- About this task:
Where the line containing "out the honda" appears in the records below, begin there and write out each line exactly until the last one, and nothing more.

- Exercise materials:
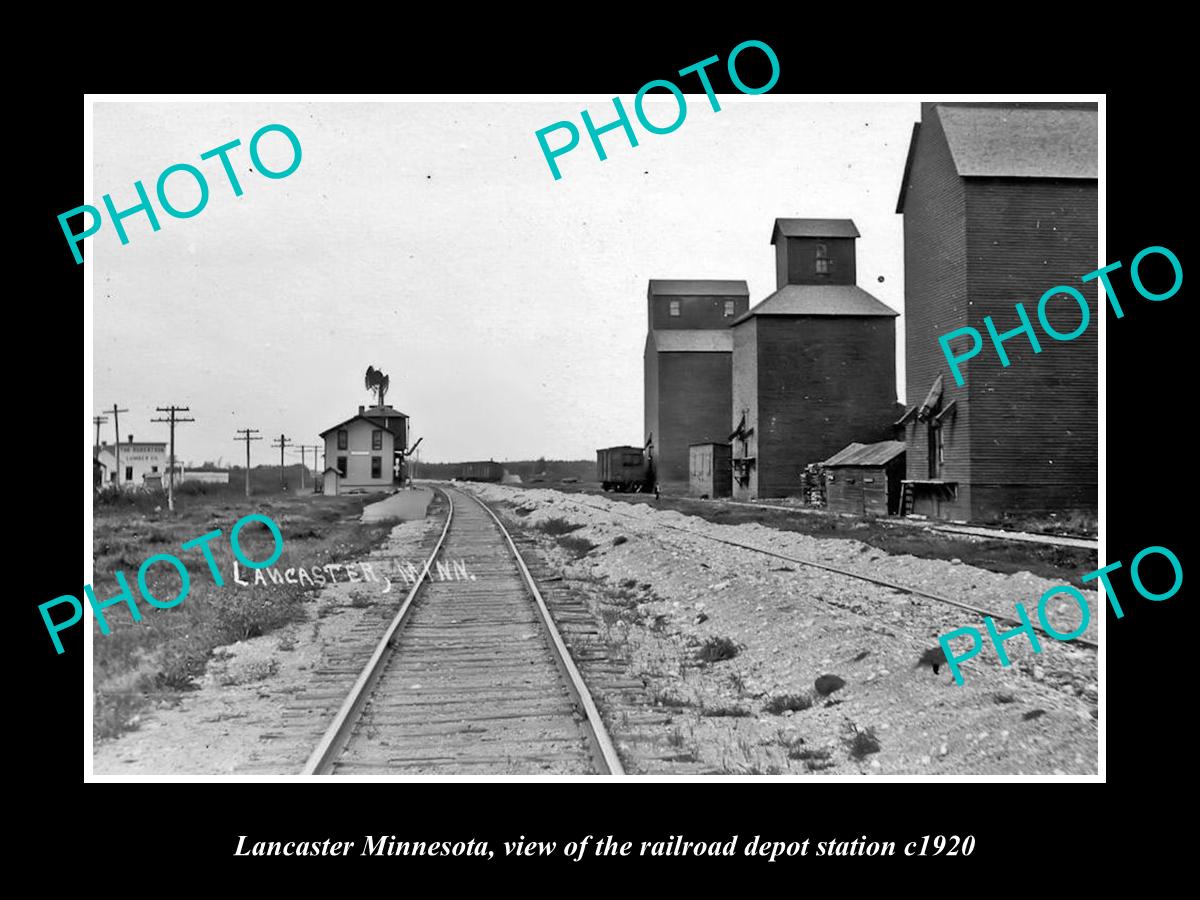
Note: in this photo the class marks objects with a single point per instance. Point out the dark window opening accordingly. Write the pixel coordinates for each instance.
(823, 263)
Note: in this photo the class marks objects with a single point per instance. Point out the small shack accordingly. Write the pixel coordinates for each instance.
(329, 484)
(865, 479)
(711, 469)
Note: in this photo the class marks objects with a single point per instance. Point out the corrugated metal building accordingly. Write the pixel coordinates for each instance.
(814, 364)
(865, 479)
(1000, 204)
(688, 365)
(711, 469)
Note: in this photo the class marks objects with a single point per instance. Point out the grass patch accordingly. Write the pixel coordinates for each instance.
(814, 759)
(579, 546)
(726, 711)
(153, 661)
(717, 649)
(787, 702)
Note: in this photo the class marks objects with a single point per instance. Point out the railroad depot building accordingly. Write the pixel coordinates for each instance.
(366, 450)
(814, 364)
(143, 463)
(688, 367)
(999, 205)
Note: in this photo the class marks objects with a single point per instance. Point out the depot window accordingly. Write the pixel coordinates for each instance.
(823, 263)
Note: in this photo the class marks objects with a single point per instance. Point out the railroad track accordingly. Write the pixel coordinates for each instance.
(471, 676)
(838, 570)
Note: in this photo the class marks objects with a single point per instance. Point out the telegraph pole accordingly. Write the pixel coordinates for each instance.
(97, 420)
(304, 448)
(171, 479)
(245, 435)
(117, 430)
(282, 442)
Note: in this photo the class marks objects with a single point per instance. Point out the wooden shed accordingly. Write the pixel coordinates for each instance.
(711, 469)
(865, 479)
(330, 483)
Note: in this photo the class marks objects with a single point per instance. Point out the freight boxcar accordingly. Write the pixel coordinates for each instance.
(624, 468)
(481, 472)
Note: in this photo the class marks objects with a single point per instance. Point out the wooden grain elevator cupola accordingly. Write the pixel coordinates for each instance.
(814, 251)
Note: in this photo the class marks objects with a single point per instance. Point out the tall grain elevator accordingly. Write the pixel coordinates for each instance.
(814, 364)
(688, 367)
(1000, 205)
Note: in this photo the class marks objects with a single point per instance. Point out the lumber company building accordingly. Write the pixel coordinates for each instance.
(143, 463)
(1000, 205)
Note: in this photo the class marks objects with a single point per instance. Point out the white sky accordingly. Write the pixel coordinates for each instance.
(431, 241)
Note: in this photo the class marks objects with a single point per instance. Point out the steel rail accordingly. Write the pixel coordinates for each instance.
(604, 753)
(882, 582)
(336, 737)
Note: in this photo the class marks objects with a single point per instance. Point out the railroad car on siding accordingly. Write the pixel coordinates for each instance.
(481, 472)
(624, 468)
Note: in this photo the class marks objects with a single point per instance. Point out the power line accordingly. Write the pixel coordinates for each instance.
(171, 471)
(304, 463)
(117, 430)
(245, 435)
(97, 420)
(282, 442)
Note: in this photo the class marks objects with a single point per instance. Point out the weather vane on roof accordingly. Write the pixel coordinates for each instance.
(377, 382)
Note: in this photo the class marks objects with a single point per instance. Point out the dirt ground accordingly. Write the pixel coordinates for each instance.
(823, 673)
(755, 665)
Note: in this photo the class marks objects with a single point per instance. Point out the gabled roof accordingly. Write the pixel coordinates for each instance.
(1002, 142)
(819, 300)
(687, 340)
(687, 287)
(867, 454)
(814, 228)
(377, 420)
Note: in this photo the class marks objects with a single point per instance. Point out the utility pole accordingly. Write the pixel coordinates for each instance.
(282, 442)
(97, 420)
(245, 435)
(117, 430)
(304, 448)
(171, 477)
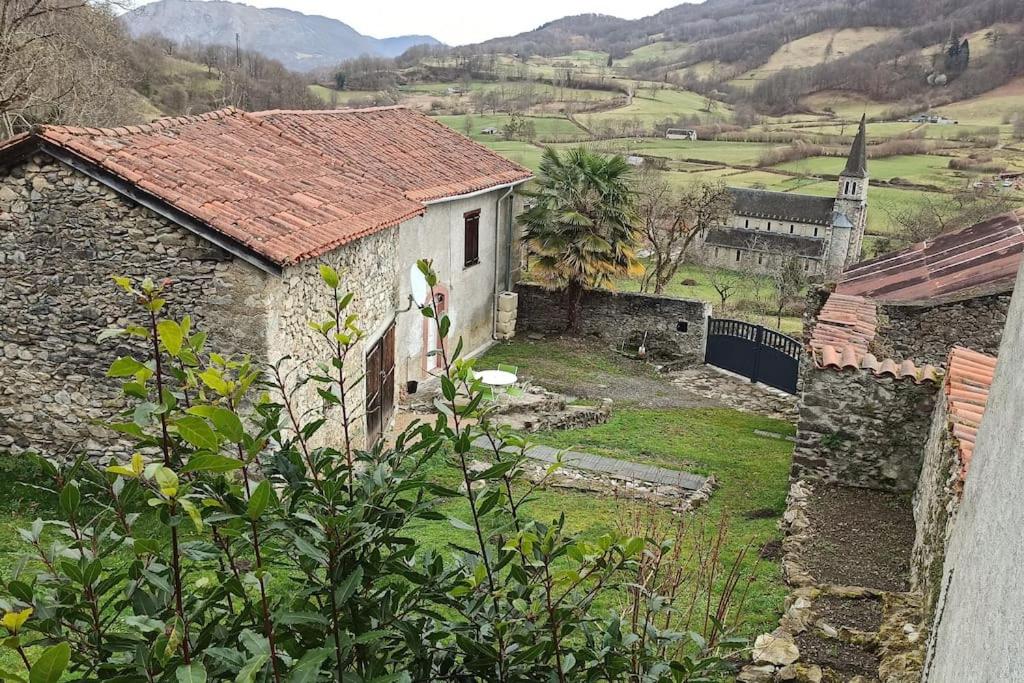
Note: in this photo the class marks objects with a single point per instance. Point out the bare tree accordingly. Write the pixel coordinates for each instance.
(672, 219)
(61, 60)
(936, 214)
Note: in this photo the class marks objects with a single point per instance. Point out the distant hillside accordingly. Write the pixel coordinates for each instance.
(299, 41)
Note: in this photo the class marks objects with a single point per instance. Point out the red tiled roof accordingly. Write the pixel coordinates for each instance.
(981, 259)
(423, 158)
(282, 190)
(967, 392)
(845, 329)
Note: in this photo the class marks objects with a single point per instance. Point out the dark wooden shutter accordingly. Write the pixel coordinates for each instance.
(380, 386)
(472, 245)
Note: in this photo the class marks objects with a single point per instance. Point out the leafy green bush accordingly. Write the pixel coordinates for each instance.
(236, 545)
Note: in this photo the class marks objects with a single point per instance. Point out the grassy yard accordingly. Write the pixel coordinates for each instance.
(752, 471)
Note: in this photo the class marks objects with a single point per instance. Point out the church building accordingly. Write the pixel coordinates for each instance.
(824, 232)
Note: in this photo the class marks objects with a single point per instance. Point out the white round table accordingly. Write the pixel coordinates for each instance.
(496, 378)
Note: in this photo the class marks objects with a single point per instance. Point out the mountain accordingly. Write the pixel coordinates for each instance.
(301, 42)
(751, 50)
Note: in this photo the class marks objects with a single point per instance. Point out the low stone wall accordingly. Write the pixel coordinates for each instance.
(926, 334)
(935, 504)
(857, 429)
(678, 325)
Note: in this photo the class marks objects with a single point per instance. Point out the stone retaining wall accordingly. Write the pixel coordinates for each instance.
(617, 317)
(857, 429)
(926, 334)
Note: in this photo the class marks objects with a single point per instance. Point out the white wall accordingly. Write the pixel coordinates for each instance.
(439, 236)
(980, 616)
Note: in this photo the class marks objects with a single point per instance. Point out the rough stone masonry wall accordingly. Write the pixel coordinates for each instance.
(926, 334)
(935, 504)
(61, 238)
(619, 317)
(860, 430)
(367, 269)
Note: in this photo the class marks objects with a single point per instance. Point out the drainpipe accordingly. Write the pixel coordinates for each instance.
(508, 259)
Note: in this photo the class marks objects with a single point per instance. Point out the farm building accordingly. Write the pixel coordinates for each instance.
(824, 232)
(237, 211)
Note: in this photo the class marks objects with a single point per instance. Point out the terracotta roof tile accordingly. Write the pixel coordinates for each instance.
(969, 381)
(423, 158)
(841, 338)
(981, 259)
(292, 185)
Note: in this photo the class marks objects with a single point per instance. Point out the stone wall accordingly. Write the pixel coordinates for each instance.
(857, 429)
(935, 505)
(62, 236)
(978, 629)
(926, 334)
(617, 318)
(300, 295)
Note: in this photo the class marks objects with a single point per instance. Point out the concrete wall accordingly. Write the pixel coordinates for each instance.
(857, 429)
(61, 238)
(469, 291)
(926, 334)
(619, 318)
(979, 627)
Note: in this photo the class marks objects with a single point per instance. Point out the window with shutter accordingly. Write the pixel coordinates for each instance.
(472, 242)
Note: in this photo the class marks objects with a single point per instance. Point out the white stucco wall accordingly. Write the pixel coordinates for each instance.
(980, 613)
(439, 236)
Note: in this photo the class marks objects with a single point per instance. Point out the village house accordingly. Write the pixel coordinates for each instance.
(824, 232)
(238, 210)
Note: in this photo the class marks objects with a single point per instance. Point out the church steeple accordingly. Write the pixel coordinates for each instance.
(856, 163)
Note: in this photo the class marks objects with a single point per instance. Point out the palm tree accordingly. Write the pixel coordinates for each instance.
(582, 226)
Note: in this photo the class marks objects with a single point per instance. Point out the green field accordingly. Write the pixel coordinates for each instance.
(649, 109)
(548, 128)
(664, 51)
(923, 169)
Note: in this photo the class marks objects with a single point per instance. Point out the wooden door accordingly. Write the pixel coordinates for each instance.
(380, 386)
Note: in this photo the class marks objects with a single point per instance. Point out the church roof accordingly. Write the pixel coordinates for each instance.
(856, 163)
(762, 241)
(782, 206)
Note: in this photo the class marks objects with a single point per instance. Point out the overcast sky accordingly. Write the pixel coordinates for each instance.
(459, 22)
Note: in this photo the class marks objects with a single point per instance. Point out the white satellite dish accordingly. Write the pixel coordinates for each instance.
(418, 285)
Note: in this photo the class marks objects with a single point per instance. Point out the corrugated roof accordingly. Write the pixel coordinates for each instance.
(782, 206)
(969, 382)
(763, 241)
(978, 260)
(281, 183)
(841, 338)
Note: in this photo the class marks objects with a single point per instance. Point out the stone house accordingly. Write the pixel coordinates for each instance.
(237, 210)
(824, 232)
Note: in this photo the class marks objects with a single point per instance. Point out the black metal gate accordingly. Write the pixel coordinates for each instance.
(762, 354)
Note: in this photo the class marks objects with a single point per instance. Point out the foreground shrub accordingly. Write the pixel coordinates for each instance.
(236, 545)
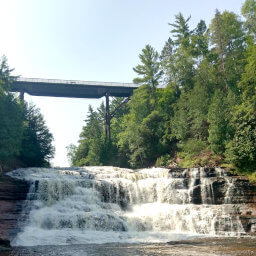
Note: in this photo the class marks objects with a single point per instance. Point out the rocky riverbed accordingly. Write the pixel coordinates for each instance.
(45, 209)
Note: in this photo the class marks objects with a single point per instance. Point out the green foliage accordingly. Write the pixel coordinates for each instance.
(218, 114)
(249, 12)
(163, 161)
(10, 129)
(24, 138)
(36, 147)
(204, 115)
(242, 148)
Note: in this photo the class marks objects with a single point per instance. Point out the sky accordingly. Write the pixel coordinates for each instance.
(91, 40)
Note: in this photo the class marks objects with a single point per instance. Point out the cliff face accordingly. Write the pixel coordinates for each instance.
(216, 186)
(13, 194)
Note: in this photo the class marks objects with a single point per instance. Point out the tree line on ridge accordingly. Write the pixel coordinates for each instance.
(203, 114)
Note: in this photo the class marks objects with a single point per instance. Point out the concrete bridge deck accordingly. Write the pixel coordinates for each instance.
(71, 88)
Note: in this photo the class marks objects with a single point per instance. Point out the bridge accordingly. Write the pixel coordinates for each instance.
(71, 88)
(74, 89)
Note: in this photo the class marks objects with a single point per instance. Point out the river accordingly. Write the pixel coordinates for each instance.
(114, 211)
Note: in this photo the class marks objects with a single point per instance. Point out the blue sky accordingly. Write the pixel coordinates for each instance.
(93, 40)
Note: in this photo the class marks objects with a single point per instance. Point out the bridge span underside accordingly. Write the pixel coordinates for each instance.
(71, 88)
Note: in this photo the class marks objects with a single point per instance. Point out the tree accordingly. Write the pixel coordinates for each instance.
(10, 119)
(228, 39)
(242, 149)
(249, 12)
(36, 147)
(149, 71)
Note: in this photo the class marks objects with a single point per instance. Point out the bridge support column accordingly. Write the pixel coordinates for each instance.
(108, 117)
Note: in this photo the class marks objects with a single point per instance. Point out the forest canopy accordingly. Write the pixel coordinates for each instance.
(25, 140)
(204, 112)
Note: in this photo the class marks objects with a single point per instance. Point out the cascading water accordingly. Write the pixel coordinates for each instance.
(109, 204)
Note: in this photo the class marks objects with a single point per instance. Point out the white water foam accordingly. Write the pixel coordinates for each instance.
(109, 204)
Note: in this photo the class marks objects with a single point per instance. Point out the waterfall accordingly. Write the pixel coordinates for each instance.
(110, 204)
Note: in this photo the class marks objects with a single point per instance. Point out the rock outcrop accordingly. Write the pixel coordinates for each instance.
(224, 187)
(13, 193)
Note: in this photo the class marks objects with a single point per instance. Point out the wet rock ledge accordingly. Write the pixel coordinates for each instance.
(13, 194)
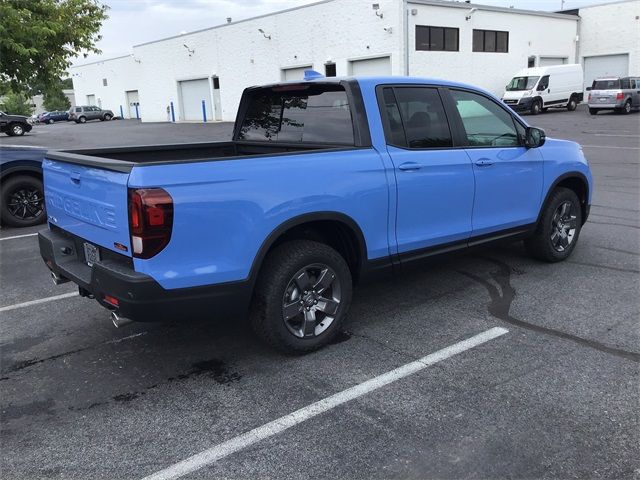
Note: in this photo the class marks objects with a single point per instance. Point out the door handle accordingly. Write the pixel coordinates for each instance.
(409, 166)
(484, 162)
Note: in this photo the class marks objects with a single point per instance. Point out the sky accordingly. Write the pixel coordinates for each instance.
(137, 21)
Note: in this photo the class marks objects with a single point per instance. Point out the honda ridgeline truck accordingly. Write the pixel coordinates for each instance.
(325, 183)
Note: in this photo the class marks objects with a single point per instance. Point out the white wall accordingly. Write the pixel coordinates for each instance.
(122, 74)
(612, 29)
(529, 35)
(241, 56)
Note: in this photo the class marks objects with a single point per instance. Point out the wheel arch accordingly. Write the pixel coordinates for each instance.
(336, 229)
(575, 181)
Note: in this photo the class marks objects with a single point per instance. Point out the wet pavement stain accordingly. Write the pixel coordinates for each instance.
(500, 306)
(340, 337)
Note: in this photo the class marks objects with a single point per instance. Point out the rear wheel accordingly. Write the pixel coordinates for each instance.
(22, 201)
(302, 296)
(559, 227)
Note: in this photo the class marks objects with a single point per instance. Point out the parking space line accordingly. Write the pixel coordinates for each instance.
(19, 236)
(212, 455)
(610, 146)
(36, 302)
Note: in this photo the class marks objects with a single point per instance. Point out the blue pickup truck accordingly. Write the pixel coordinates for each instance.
(327, 182)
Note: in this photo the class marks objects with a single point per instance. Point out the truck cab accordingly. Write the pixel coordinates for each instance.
(325, 184)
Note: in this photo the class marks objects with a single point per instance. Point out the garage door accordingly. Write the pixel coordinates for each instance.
(192, 93)
(548, 61)
(294, 73)
(605, 66)
(371, 66)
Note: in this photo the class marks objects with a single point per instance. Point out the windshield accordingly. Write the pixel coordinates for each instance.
(522, 83)
(606, 84)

- Exercise result:
Note: in this photo the class marks objects with a single point per instance. Point out the honda ridgeline truck accordingly. Write the pixel coordinates for each instance.
(325, 183)
Note: in this photo the class marks objects with a single point per instance. Point out the white wall accordingly. Write the pixel coordinates for each instance.
(122, 74)
(612, 29)
(529, 35)
(241, 56)
Note: in this photo the class marks objects with a single point per instance. Point out the wheel arch accordingly. Write the pixel coordinates for each instance.
(336, 229)
(575, 181)
Note: in this photo the class marks objects with a single point per instance. Point out the wet pavement stain accordingly. Write the pixel coordinates for each instance.
(500, 306)
(340, 337)
Note: in this photo the class marks objects with a single point per instance. Point out the rear wheel accordingly. Write the pixel coordinates for each instance.
(22, 201)
(302, 296)
(559, 227)
Note: in this photo the class marks objects with a single point per instance. Point out the parking space line accordingly. Write the pixel coordinates for each instance.
(19, 236)
(212, 455)
(610, 146)
(36, 302)
Note: in this photo the class marks objects with a single point per instance. Point out the blue pickup truck accordingly. Write the pixel coordinates for each instance.
(327, 182)
Note: in this photo the class marks objects with a single point per instance. Point out the truck cab accordingly. Write the pixel coordinates for each instance.
(325, 184)
Note: in this photo the class marks objects with a single point per instance. Point out the garage door accordingly. Write the pixel coordinates for each instance.
(192, 93)
(548, 61)
(294, 73)
(605, 66)
(371, 66)
Note: in this photo the class marks objects with a single point per instance. Point out the windshield accordingly. Write the pixel coordinates for each instance.
(522, 83)
(606, 84)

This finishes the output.